Dataset entries
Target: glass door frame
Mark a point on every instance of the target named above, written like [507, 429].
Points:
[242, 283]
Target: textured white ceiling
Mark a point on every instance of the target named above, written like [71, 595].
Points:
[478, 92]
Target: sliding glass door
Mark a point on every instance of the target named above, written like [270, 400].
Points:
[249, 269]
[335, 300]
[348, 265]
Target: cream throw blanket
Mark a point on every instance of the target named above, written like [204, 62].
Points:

> STATED TASK
From the line with "Target: cream throw blanket" through the end of the records, write those lines out again, substituting "beige" for "cream" and leaving everything else the same.

> EXERCISE RESULT
Target: beige throw blanket
Mark a point on every instance of the target named above, written like [204, 62].
Points:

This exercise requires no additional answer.